§ Stated task
Pull out every line of the records that contains the word "dark".
>> start
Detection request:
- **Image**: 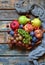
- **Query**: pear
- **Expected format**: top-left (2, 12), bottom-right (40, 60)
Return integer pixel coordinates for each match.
top-left (19, 16), bottom-right (30, 24)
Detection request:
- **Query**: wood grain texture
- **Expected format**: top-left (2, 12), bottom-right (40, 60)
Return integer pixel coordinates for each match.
top-left (0, 0), bottom-right (45, 65)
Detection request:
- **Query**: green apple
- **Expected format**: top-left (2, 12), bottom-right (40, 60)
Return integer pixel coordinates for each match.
top-left (31, 18), bottom-right (41, 27)
top-left (19, 16), bottom-right (30, 24)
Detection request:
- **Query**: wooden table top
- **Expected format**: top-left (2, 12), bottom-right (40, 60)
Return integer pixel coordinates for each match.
top-left (0, 0), bottom-right (45, 65)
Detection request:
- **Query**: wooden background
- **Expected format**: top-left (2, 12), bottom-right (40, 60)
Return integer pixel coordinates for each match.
top-left (0, 0), bottom-right (45, 65)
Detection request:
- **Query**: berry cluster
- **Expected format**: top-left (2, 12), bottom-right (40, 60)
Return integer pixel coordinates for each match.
top-left (8, 16), bottom-right (43, 49)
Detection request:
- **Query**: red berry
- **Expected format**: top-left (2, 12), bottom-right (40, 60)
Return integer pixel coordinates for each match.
top-left (10, 20), bottom-right (19, 30)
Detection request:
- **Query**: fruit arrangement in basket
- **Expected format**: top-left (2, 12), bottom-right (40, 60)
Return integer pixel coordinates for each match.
top-left (8, 16), bottom-right (44, 50)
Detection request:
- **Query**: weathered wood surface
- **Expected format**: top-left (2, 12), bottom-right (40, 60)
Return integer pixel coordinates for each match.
top-left (0, 0), bottom-right (45, 65)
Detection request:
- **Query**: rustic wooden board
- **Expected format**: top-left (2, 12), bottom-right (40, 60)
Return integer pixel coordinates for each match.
top-left (0, 0), bottom-right (45, 65)
top-left (0, 10), bottom-right (19, 21)
top-left (0, 0), bottom-right (44, 9)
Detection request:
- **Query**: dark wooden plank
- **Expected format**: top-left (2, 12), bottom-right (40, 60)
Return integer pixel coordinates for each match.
top-left (0, 57), bottom-right (28, 65)
top-left (0, 0), bottom-right (18, 9)
top-left (0, 10), bottom-right (19, 21)
top-left (0, 44), bottom-right (29, 56)
top-left (0, 0), bottom-right (45, 9)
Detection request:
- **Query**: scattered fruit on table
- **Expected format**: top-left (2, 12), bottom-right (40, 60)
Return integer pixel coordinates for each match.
top-left (10, 20), bottom-right (19, 30)
top-left (16, 37), bottom-right (19, 41)
top-left (19, 36), bottom-right (23, 40)
top-left (19, 16), bottom-right (30, 24)
top-left (9, 30), bottom-right (14, 36)
top-left (32, 37), bottom-right (38, 43)
top-left (7, 16), bottom-right (43, 48)
top-left (24, 23), bottom-right (33, 32)
top-left (35, 29), bottom-right (43, 38)
top-left (19, 24), bottom-right (23, 29)
top-left (30, 31), bottom-right (34, 36)
top-left (31, 18), bottom-right (41, 27)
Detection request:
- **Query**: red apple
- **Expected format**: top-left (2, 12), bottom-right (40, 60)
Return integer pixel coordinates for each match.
top-left (24, 23), bottom-right (33, 32)
top-left (10, 20), bottom-right (19, 30)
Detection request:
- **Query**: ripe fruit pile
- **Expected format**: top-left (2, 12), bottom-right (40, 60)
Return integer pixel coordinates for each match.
top-left (8, 16), bottom-right (43, 49)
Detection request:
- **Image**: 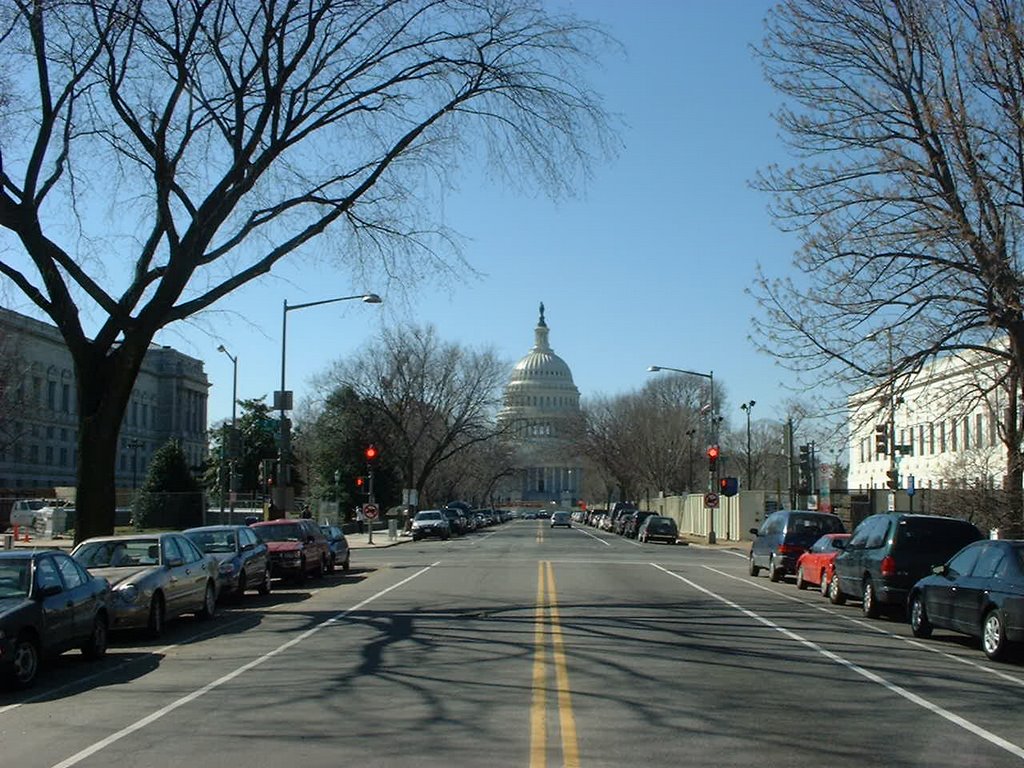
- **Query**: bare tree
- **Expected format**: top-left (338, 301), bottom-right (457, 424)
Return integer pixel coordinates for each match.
top-left (309, 327), bottom-right (508, 505)
top-left (0, 0), bottom-right (609, 538)
top-left (755, 0), bottom-right (1024, 514)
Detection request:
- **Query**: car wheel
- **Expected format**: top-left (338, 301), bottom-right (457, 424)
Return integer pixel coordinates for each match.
top-left (910, 592), bottom-right (932, 637)
top-left (196, 582), bottom-right (217, 622)
top-left (82, 613), bottom-right (106, 659)
top-left (860, 579), bottom-right (879, 618)
top-left (797, 565), bottom-right (811, 590)
top-left (981, 608), bottom-right (1007, 662)
top-left (256, 567), bottom-right (270, 596)
top-left (748, 552), bottom-right (761, 577)
top-left (145, 592), bottom-right (165, 637)
top-left (828, 572), bottom-right (846, 605)
top-left (8, 632), bottom-right (41, 688)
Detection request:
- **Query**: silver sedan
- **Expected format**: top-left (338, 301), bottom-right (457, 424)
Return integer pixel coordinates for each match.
top-left (71, 532), bottom-right (217, 637)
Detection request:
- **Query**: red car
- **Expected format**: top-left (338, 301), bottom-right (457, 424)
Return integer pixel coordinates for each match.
top-left (797, 534), bottom-right (850, 595)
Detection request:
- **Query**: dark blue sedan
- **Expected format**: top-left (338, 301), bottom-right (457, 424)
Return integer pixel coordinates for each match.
top-left (0, 550), bottom-right (111, 688)
top-left (907, 541), bottom-right (1024, 659)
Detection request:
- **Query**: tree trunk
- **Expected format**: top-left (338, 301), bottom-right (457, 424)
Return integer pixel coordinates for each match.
top-left (73, 338), bottom-right (150, 544)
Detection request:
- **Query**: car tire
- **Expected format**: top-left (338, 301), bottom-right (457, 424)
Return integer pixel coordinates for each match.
top-left (145, 592), bottom-right (166, 637)
top-left (981, 608), bottom-right (1007, 662)
top-left (797, 565), bottom-right (811, 590)
top-left (909, 592), bottom-right (932, 638)
top-left (256, 566), bottom-right (270, 597)
top-left (860, 579), bottom-right (879, 618)
top-left (196, 582), bottom-right (217, 622)
top-left (746, 552), bottom-right (761, 578)
top-left (82, 613), bottom-right (108, 660)
top-left (7, 632), bottom-right (42, 688)
top-left (828, 571), bottom-right (846, 605)
top-left (231, 570), bottom-right (248, 602)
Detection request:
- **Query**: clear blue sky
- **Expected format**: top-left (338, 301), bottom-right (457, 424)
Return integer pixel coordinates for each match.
top-left (159, 0), bottom-right (797, 438)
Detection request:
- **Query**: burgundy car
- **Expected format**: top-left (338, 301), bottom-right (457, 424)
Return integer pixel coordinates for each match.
>> end
§ The solution
- **Query**: dark wooden plank
- **Query**: dark blue sedan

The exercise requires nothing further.